Dataset records:
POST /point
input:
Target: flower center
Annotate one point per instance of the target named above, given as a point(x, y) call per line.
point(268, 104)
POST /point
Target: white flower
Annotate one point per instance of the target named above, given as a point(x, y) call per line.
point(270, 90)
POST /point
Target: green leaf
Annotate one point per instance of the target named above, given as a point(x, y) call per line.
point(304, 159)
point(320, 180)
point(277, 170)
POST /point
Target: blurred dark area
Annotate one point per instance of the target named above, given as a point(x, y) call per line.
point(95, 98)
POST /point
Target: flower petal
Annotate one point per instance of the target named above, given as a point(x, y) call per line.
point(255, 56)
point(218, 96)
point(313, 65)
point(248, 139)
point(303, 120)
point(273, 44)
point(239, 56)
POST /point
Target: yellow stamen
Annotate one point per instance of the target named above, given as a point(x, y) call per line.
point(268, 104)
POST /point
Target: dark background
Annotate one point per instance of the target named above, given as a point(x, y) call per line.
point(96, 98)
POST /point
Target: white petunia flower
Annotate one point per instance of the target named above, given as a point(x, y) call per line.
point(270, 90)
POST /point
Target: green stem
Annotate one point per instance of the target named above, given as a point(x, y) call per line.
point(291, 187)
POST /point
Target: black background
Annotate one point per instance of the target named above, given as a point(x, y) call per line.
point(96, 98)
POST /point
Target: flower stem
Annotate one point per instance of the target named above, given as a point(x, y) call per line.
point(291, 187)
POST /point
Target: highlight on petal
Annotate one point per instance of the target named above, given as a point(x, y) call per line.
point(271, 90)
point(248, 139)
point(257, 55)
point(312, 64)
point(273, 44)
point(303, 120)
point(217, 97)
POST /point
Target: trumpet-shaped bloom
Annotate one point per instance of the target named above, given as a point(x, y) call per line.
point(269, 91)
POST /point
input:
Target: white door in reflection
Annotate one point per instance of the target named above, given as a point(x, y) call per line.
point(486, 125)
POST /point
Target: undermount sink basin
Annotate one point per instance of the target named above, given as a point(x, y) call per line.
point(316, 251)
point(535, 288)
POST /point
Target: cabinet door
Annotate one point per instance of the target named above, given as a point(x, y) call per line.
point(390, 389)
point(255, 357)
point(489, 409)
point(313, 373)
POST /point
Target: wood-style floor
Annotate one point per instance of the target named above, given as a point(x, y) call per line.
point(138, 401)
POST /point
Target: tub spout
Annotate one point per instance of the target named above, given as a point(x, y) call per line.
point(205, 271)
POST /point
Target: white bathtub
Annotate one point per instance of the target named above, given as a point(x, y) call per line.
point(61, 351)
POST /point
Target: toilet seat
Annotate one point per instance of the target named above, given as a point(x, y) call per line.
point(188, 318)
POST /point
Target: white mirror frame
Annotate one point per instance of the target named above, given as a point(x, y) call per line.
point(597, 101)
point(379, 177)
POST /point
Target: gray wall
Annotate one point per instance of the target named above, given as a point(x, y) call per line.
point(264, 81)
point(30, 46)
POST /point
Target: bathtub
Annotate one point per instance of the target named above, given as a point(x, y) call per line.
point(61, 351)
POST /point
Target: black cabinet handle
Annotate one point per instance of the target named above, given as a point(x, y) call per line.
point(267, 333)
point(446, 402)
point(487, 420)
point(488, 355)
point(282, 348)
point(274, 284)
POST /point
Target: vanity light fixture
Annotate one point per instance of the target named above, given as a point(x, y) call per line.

...

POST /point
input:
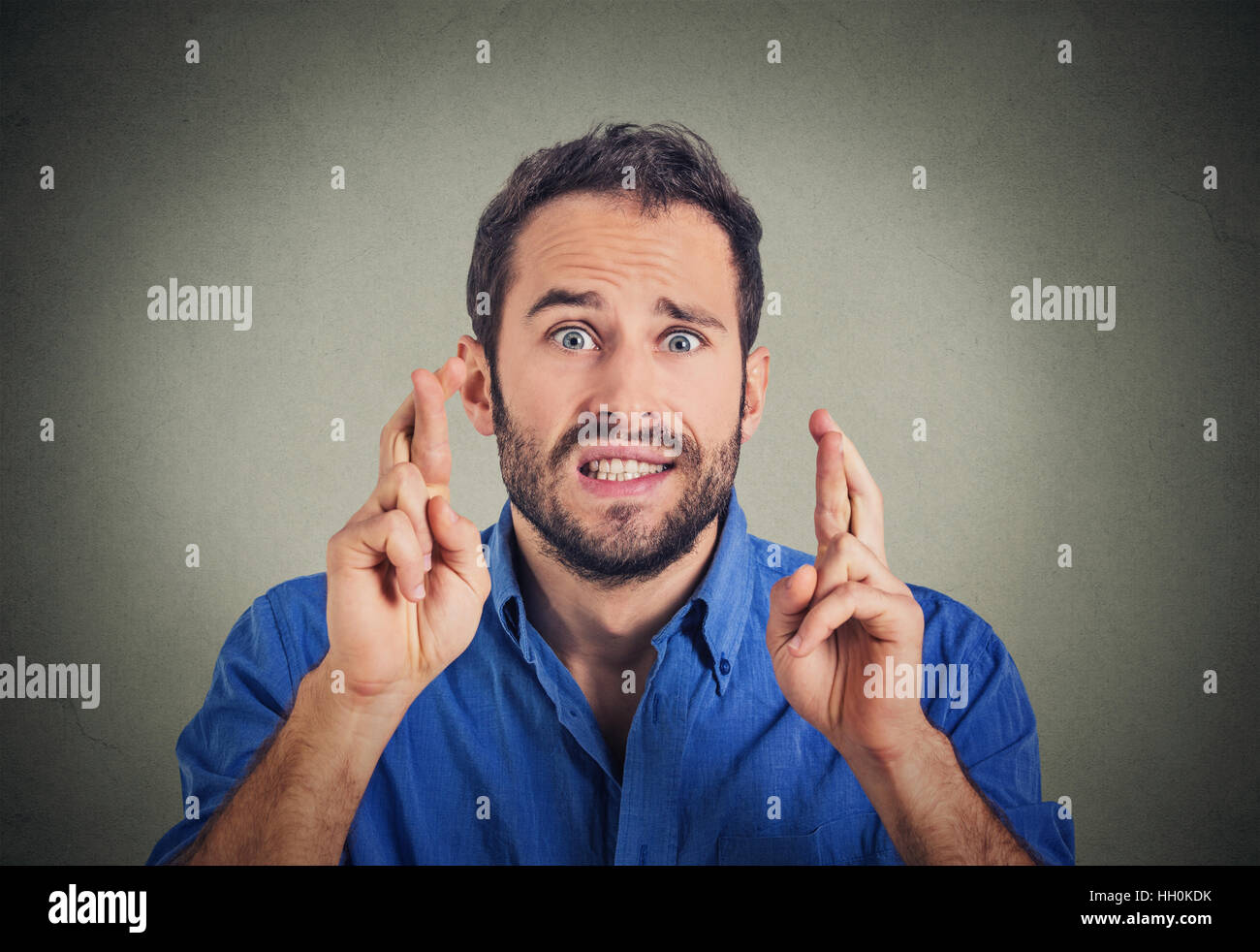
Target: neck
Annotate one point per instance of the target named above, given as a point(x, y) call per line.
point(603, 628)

Direction: Select every line in the entries above that contains the word "petal", and copy each one out in full.

Response below:
Target: flower petal
Target: highlight on petal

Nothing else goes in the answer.